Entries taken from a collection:
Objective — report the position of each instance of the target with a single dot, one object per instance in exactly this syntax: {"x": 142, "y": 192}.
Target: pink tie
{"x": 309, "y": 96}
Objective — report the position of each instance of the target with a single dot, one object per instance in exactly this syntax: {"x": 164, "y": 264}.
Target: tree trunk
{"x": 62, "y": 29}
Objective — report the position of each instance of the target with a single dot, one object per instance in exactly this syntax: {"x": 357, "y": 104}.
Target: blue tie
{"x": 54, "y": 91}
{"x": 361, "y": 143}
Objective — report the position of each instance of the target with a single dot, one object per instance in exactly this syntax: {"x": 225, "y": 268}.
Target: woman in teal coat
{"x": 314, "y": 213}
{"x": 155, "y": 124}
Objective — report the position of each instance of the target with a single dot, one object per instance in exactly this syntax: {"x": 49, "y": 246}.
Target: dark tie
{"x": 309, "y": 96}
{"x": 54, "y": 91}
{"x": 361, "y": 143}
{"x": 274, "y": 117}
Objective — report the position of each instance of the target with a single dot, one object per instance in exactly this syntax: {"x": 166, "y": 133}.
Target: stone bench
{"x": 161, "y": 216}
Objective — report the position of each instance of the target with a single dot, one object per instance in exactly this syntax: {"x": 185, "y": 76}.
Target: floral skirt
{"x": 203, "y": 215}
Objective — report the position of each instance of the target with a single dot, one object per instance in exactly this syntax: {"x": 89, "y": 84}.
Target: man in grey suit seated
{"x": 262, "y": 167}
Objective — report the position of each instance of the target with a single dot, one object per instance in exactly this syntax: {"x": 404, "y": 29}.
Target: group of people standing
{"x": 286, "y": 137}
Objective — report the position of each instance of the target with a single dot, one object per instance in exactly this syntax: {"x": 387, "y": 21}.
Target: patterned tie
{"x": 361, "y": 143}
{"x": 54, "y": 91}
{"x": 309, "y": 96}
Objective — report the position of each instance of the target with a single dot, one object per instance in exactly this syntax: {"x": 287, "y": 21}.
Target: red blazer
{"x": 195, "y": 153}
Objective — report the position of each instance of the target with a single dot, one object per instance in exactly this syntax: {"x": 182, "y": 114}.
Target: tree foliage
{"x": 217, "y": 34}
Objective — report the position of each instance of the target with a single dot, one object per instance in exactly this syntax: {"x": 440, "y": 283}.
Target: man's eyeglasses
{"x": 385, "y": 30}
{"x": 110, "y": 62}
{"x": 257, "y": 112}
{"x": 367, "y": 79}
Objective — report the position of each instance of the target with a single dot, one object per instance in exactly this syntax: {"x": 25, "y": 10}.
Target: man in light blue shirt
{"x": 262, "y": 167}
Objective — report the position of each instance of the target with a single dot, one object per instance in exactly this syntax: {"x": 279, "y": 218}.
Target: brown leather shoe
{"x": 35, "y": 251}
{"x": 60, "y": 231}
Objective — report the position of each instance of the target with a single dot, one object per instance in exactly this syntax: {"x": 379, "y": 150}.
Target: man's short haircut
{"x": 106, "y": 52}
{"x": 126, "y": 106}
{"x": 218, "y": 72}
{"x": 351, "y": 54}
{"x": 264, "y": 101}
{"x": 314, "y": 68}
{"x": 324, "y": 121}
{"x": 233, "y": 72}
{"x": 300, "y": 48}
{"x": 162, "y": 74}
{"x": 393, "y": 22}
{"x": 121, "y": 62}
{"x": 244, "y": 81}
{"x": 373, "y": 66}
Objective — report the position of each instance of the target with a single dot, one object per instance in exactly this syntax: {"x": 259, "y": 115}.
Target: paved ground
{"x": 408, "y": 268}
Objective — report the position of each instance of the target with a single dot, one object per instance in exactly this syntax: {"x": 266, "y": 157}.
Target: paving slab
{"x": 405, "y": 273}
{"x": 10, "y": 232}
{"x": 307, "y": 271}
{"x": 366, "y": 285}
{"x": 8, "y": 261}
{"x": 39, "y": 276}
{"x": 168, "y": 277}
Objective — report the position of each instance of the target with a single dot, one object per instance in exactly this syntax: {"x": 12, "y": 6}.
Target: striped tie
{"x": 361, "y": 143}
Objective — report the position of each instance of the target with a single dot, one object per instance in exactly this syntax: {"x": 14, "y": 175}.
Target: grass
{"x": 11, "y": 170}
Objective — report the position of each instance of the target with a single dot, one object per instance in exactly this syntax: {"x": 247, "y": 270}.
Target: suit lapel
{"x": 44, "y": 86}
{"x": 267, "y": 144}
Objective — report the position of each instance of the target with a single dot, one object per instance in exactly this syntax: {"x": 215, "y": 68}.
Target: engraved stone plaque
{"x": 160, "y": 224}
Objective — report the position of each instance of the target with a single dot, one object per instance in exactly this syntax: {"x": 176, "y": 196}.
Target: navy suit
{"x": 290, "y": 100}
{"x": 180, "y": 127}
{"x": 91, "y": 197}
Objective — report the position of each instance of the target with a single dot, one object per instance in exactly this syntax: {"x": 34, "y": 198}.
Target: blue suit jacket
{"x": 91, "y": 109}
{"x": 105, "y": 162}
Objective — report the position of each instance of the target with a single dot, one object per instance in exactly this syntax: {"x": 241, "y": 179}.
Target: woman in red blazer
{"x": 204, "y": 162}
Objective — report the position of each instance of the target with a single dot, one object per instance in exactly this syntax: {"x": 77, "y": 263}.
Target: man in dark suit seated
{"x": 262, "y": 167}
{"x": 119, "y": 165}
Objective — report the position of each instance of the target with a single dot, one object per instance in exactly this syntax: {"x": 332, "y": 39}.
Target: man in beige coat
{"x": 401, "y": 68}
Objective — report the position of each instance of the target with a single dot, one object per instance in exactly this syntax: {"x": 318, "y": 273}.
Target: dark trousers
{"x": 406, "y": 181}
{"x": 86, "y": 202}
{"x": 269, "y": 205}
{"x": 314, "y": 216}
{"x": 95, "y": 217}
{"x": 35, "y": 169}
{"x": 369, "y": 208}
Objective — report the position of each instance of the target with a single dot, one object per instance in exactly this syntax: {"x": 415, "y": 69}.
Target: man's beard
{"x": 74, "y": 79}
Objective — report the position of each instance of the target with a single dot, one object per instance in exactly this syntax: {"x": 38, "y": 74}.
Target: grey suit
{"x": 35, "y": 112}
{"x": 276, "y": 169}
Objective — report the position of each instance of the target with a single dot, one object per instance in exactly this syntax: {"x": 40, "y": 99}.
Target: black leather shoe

What the task requires — Each record must be copied out exactly and in full.

Exercise output —
Objective — report the position of each instance of the target with a single dot, one object per instance in exactly this syntax: {"x": 142, "y": 192}.
Target: pink tie
{"x": 309, "y": 96}
Objective — report the position of each instance of the target with a single dot, one object per instance in exactly this syntax: {"x": 164, "y": 264}.
Target: tree trunk
{"x": 62, "y": 29}
Objective — report the position of each instance of the target with a single dot, one object per instance in exactly this syntax: {"x": 357, "y": 104}.
Target: blue tie
{"x": 54, "y": 91}
{"x": 361, "y": 143}
Objective — report the position of each instance of the target with a single dot, one object per instance in exactly this syntax: {"x": 225, "y": 268}.
Target: woman in teal coat
{"x": 314, "y": 213}
{"x": 155, "y": 124}
Objective — report the position of each instance of the target with a single dot, one object per instance in exactly this syntax: {"x": 49, "y": 246}.
Target: dark tie
{"x": 309, "y": 96}
{"x": 54, "y": 91}
{"x": 361, "y": 143}
{"x": 274, "y": 117}
Objective — report the position of each instance of the target with a single dot, one object per instance in exactly this syntax: {"x": 166, "y": 133}.
Target: stone bench
{"x": 161, "y": 216}
Objective — report the position of each instance of the target with a single dot, one object per instance in exactly this syntax: {"x": 185, "y": 76}.
Target: floral skirt
{"x": 203, "y": 215}
Objective — report the position of each instance of the target with a single dot, one object per instance in exactly this syntax: {"x": 89, "y": 84}.
Target: man in grey suit seated
{"x": 262, "y": 167}
Objective — report the position of each instance of the target with a single dot, one object per instance in exactly this syntax: {"x": 404, "y": 29}.
Target: group of people standing
{"x": 286, "y": 137}
Objective — report the position of each instance of the target with a single dot, one object per instance in exactly this syntax: {"x": 387, "y": 21}.
Target: patterned tie
{"x": 361, "y": 143}
{"x": 54, "y": 91}
{"x": 309, "y": 96}
Objective — report the position of each instance of the target with a single dot, one object per instance in exactly this syntax: {"x": 287, "y": 21}.
Target: red blazer
{"x": 195, "y": 153}
Objective — report the position of each instance of the target with a single dot, one object per instance in exactly this syntax: {"x": 182, "y": 114}.
Target: tree foliage
{"x": 217, "y": 34}
Objective — report the position of each instance of the target with a single dot, one object per instance in exactly this syntax: {"x": 440, "y": 283}.
Target: man's eyeglasses
{"x": 385, "y": 30}
{"x": 110, "y": 62}
{"x": 257, "y": 112}
{"x": 367, "y": 79}
Objective — report the position of each instance of the target with a single dot, one object per instance in exactly this syntax: {"x": 25, "y": 10}.
Target: man in light blue shirt
{"x": 262, "y": 167}
Objective — report the position of each instance of the target with a single dot, one object per instance in exactly this syntax: {"x": 279, "y": 218}.
Target: brown leather shoe
{"x": 35, "y": 251}
{"x": 60, "y": 231}
Objective — report the position of each instance of the target with a single dot, one object per instance in exactly this syntax: {"x": 379, "y": 150}.
Target: man's short haircut
{"x": 106, "y": 52}
{"x": 126, "y": 106}
{"x": 218, "y": 72}
{"x": 351, "y": 54}
{"x": 264, "y": 101}
{"x": 314, "y": 68}
{"x": 324, "y": 121}
{"x": 233, "y": 72}
{"x": 300, "y": 48}
{"x": 162, "y": 74}
{"x": 393, "y": 22}
{"x": 121, "y": 62}
{"x": 244, "y": 81}
{"x": 373, "y": 66}
Objective — report the position of each instance of the target with a single dot, one object per instance in exactly this syntax: {"x": 259, "y": 115}.
Target: paved ground
{"x": 408, "y": 268}
Objective — report the position of each instance of the target with a single dot, one object per instance in exactly this syntax: {"x": 266, "y": 157}.
Target: paving slab
{"x": 405, "y": 273}
{"x": 10, "y": 232}
{"x": 307, "y": 271}
{"x": 366, "y": 285}
{"x": 8, "y": 261}
{"x": 39, "y": 276}
{"x": 168, "y": 277}
Objective — report the position of each instance of the target with a single dot, one object per instance in exactly this syntax: {"x": 12, "y": 6}.
Target: striped tie
{"x": 361, "y": 143}
Objective — report the position of each instance of the target with a single dot, one object per instance in exactly this syntax: {"x": 14, "y": 175}.
Target: grass
{"x": 11, "y": 170}
Objective — report the position of each instance of the target with a single dot, one object per instance in exactly this syntax: {"x": 247, "y": 270}.
Target: suit lapel
{"x": 44, "y": 86}
{"x": 267, "y": 144}
Objective — report the position of each instance of the target with a single dot, one object per instance in exactly this syntax: {"x": 215, "y": 68}.
Target: engraved stone plaque
{"x": 160, "y": 224}
Objective — report the position of each instance of the target with a single dot, one object per instance in exactly this syntax: {"x": 176, "y": 196}.
Target: navy suit
{"x": 290, "y": 100}
{"x": 180, "y": 127}
{"x": 91, "y": 197}
Objective — report the position of each instance of the target with a single dot, one object per instance in exactly this syntax: {"x": 34, "y": 198}.
Target: blue suit jacket
{"x": 91, "y": 109}
{"x": 105, "y": 162}
Objective — report the position of each instance of the target with a single dot, one object per instance in exactly this syntax: {"x": 241, "y": 179}.
Target: woman in red blazer
{"x": 204, "y": 162}
Objective — report the position of each instance of the target with a single dot, one object per instance in exactly this syntax: {"x": 77, "y": 263}.
Target: man in dark suit seated
{"x": 262, "y": 167}
{"x": 119, "y": 165}
Objective — report the position of each instance of the target with a single dot, one object per instance in exactly this syntax: {"x": 332, "y": 39}.
Target: man in beige coat
{"x": 401, "y": 68}
Objective — report the position of each instance of the target with a single dot, one object per instance in exactly this syntax: {"x": 318, "y": 273}.
Target: dark trousers
{"x": 406, "y": 181}
{"x": 86, "y": 202}
{"x": 269, "y": 205}
{"x": 314, "y": 216}
{"x": 95, "y": 217}
{"x": 35, "y": 169}
{"x": 369, "y": 208}
Objective — report the position of each instance of the target with a single dot, one object per instance in exactly this syntax: {"x": 415, "y": 69}.
Target: man's beard
{"x": 74, "y": 79}
Objective — report the position of each instance of the target with a single dot, one object per instance in exactly this syntax: {"x": 38, "y": 74}.
Target: grey suit
{"x": 35, "y": 112}
{"x": 276, "y": 169}
Objective — report the position of each instance of the target with a single dot, one object per instance in exactly this syntax: {"x": 40, "y": 99}.
Target: black leather shoe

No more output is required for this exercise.